◆ **提示された文章**

------------------------------------------------------------------------

典型的なのが上記ポイントの6番目で、実験内容について本書から抜粋すると、こんな感じでした。

「スイスの5歳から13歳の子供たちに船旅のコンピューターゲームをさせ、ゲームの終わりにフランスの国会議員候補の立候補者の顔写真を2人ひと組ずつ見せて、自分の乗る船の船長にふさわしいのはどちらか問う」

そしてその結果は、上記の通りです。

さらに研究者は、バラク・オバマとジョン・マケイン、バラク・オバマとヒラリー・クリントンなど、2人ひと組の写真を子供たちに見せてみると、77%の確率でマケインよりオバマを、90%の確率でクリントンよりオバマを選んだのだとか。


◆これとは逆に、私たちが「見た目から分からない」のが、「嘘のしぐさ」。

------------------------------------------------------------------------

◆ **表示データ**
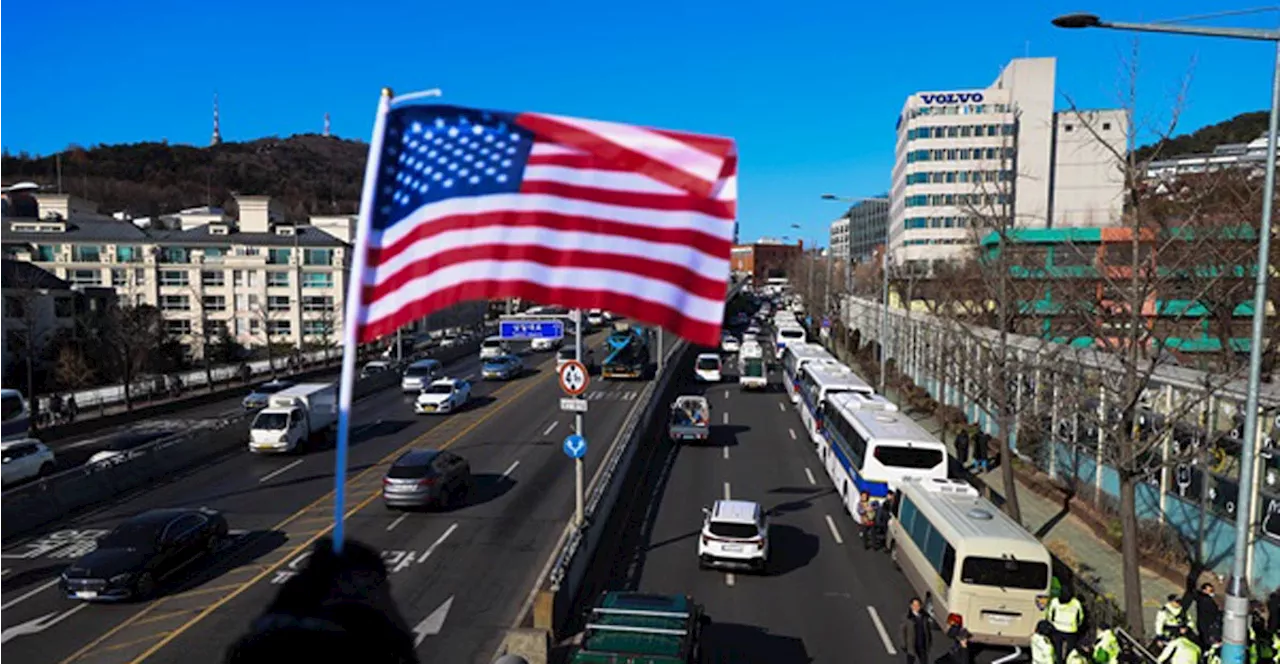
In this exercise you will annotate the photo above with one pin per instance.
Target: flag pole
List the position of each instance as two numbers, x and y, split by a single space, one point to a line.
351 320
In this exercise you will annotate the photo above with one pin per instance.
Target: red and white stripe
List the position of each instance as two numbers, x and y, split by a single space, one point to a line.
613 216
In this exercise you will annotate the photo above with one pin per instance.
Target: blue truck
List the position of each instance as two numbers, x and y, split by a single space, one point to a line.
627 352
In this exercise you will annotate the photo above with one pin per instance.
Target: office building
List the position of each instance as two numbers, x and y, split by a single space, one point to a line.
972 160
264 278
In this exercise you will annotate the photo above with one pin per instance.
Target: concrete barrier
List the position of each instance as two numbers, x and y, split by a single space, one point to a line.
31 505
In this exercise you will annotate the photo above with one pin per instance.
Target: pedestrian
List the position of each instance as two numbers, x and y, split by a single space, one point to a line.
1208 616
865 520
1042 644
1180 649
915 633
961 444
1066 614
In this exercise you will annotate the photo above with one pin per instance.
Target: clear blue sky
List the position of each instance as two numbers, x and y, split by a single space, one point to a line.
809 90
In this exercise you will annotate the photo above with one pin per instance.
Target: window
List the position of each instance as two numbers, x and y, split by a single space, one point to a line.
318 257
1006 573
85 276
318 303
86 253
174 303
316 280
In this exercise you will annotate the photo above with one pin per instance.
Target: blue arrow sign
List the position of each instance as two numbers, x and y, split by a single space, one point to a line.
575 447
531 329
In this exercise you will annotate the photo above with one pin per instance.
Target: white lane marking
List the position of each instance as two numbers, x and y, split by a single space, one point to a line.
279 471
831 523
880 627
27 595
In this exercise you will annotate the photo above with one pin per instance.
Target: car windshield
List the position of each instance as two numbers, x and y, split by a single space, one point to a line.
132 535
272 421
734 531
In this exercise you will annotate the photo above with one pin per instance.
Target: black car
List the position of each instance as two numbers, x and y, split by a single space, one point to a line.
144 550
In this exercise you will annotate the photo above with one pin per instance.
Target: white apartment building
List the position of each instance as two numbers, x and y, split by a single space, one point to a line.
261 276
970 156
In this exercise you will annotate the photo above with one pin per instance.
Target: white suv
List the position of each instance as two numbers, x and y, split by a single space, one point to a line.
24 459
735 535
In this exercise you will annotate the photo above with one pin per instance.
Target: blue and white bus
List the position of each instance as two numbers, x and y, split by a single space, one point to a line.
873 450
817 384
795 357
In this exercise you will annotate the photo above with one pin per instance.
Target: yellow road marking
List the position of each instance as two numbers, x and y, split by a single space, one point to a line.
310 541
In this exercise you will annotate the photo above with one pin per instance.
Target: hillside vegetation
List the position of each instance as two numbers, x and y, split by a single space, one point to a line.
309 173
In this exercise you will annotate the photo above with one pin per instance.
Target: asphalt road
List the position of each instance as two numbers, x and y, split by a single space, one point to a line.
824 600
478 561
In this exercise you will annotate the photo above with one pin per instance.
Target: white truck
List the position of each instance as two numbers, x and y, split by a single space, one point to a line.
293 417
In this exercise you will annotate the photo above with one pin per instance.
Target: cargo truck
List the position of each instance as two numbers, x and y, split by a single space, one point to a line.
293 417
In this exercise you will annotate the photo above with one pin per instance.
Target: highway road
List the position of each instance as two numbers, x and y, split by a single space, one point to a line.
826 600
469 567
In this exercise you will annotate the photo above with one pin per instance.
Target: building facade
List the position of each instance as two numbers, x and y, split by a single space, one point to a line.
764 259
264 278
970 160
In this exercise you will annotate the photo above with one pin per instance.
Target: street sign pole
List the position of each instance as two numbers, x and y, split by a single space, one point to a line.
577 427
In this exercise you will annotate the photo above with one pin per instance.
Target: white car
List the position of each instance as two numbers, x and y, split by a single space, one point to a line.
24 459
735 535
444 395
707 367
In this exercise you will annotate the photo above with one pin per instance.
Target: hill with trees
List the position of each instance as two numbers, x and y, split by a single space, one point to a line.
309 173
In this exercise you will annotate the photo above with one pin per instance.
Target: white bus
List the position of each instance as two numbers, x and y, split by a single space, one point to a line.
874 450
969 561
795 357
819 381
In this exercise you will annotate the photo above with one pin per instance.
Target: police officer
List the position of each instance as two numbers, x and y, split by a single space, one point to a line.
1066 613
1042 644
1180 650
1106 646
1173 617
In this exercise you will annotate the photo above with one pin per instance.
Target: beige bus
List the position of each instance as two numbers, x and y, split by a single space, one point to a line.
969 561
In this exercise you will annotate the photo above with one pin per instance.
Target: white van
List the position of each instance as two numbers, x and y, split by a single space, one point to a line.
493 347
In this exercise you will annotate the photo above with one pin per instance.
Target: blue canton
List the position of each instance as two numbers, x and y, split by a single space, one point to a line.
437 152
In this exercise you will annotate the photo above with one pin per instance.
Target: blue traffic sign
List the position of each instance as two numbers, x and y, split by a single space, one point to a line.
575 447
531 329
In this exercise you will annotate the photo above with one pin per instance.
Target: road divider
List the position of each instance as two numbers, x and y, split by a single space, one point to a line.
32 505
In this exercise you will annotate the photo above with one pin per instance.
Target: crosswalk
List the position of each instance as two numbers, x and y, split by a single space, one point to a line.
611 395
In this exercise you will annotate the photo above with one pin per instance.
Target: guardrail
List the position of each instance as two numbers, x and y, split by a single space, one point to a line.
28 507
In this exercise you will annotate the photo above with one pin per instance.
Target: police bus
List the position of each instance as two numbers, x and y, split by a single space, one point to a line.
872 450
817 383
969 561
795 357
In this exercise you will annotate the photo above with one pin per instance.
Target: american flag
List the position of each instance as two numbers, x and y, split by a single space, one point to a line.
584 214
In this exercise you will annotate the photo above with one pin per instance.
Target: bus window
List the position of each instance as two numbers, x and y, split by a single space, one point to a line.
1004 573
903 457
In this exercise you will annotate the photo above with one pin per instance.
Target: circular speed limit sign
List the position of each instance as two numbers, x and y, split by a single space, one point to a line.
574 378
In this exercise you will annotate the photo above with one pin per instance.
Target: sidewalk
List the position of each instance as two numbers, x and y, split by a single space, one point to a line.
1095 559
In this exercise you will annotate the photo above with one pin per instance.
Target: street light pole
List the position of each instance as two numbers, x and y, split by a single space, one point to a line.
1237 607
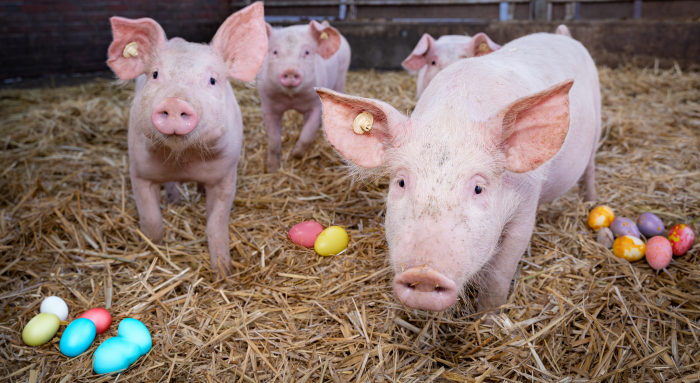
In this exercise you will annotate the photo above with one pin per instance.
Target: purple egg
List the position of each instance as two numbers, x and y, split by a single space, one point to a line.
624 226
650 225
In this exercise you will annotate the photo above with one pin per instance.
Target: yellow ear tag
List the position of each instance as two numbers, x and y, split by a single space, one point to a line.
363 123
131 50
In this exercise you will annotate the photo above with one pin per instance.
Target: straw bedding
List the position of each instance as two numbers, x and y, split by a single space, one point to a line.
69 227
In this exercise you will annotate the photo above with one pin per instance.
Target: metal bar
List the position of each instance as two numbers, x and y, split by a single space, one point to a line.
316 3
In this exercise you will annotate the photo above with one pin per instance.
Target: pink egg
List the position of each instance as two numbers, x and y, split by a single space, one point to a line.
681 237
659 252
100 317
305 233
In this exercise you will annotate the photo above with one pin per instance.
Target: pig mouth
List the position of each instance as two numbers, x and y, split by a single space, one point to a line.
425 288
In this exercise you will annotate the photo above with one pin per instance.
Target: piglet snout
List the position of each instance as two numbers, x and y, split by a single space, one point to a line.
425 288
291 78
174 116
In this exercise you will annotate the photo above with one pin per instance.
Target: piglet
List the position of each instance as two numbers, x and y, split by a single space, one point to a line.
490 139
430 56
299 58
185 123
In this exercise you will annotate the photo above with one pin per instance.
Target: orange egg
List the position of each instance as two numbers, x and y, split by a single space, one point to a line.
601 216
629 248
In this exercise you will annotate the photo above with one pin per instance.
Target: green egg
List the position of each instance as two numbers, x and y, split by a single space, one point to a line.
40 329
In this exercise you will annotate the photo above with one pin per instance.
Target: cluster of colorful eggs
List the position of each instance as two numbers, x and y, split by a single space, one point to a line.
326 242
622 235
113 355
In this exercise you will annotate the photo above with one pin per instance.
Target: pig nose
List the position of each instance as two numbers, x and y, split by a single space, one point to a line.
290 78
174 116
425 288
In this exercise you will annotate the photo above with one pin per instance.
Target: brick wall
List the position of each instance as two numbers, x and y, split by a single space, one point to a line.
43 37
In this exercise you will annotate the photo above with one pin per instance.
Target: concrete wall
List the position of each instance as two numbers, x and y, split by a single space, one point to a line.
384 45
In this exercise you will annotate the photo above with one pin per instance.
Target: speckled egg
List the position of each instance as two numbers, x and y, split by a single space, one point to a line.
624 226
650 225
659 252
629 248
55 305
681 237
600 216
305 233
605 237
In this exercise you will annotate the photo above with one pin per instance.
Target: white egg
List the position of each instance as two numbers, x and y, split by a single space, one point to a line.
55 305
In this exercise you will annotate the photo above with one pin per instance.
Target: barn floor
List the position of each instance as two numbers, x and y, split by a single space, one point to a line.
68 227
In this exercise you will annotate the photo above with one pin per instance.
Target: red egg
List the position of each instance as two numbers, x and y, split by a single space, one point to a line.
305 233
681 237
100 317
659 252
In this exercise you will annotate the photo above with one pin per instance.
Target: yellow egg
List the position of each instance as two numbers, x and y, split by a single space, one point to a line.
601 216
40 329
331 241
629 248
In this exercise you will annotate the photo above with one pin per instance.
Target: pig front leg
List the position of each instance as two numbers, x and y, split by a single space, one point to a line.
273 123
147 196
496 275
312 121
219 202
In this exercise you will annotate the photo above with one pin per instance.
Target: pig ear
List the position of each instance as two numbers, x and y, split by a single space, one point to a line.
531 130
328 38
242 42
365 150
417 59
134 42
481 45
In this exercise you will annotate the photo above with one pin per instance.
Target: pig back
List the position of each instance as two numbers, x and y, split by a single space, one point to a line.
481 87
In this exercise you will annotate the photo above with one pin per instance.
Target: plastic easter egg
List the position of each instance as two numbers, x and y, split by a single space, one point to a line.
100 317
600 216
305 233
136 332
629 248
331 241
40 329
650 225
659 252
55 305
605 237
624 226
681 237
77 337
115 355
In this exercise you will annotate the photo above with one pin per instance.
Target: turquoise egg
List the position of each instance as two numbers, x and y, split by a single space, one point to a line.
77 337
115 355
135 331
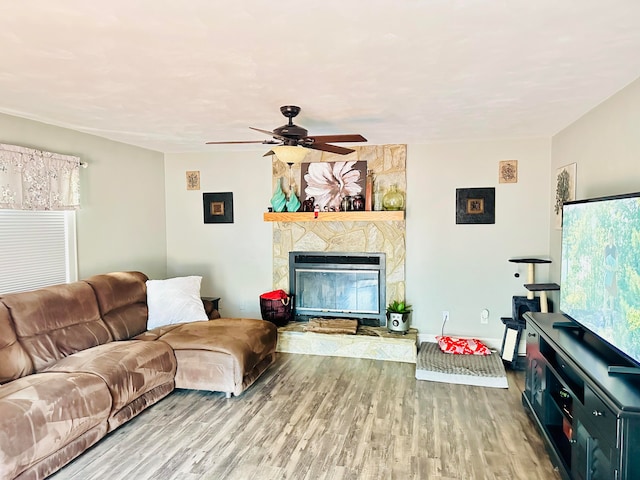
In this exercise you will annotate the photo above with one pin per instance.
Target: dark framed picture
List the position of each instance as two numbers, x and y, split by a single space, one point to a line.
476 205
218 207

------------------------------------------------------------------------

◆ **実施する課題**
[a] 提示された文章の実験では、子供たちに候補者の顔写真を2人ひと組で見せた。その目的を1～3文で説明せよ。
[b] 提示された文章で「さらに研究者は」から始まる段落を、主な事実を残して箇条書きにまとめよ。
[c] 見た目による判断を扱った提示された文章を、最後の文のあとから書き継げ。
ここにある記録は、この作業には関係しない。

◆ **最終解答**
[a] 自分の乗る船の船長にふさわしいのはどちらかを子供たちに問うためである。船旅のコンピューターゲームの終わりに、フランスの国会議員候補の立候補者の顔写真を2人ひと組ずつ見せ、どちらを選ぶかを尋ねた。

[b]
- 研究者は子供たちに2人ひと組の写真を見せた（バラク・オバマとジョン・マケイン、バラク・オバマとヒラリー・クリントンなど）。
- 子供たちは77%の確率でマケインよりオバマを選んだ。
- 90%の確率でクリントンよりオバマを選んだ。

[c]
ある研究で、サモアから中国まで58ヵ国の人々に、「嘘をついているしぐさ」をあげてもらったところ、「目をそらす」という回答が最も多かったのだそう。

ところが「人がどこを見ているか」ということと、「嘘をついているか」どうかには明確な関連はない、とのこと。

しかも本書によると、捜査官や容疑者の尋問担当も含めて、大半の警察官が嘘を見抜くことに関しては、一般人レベルなのだそうですから、推して知るべしです。

とはいえ、嘘を見抜く研究に関しては、この本の著者は別格のようですが。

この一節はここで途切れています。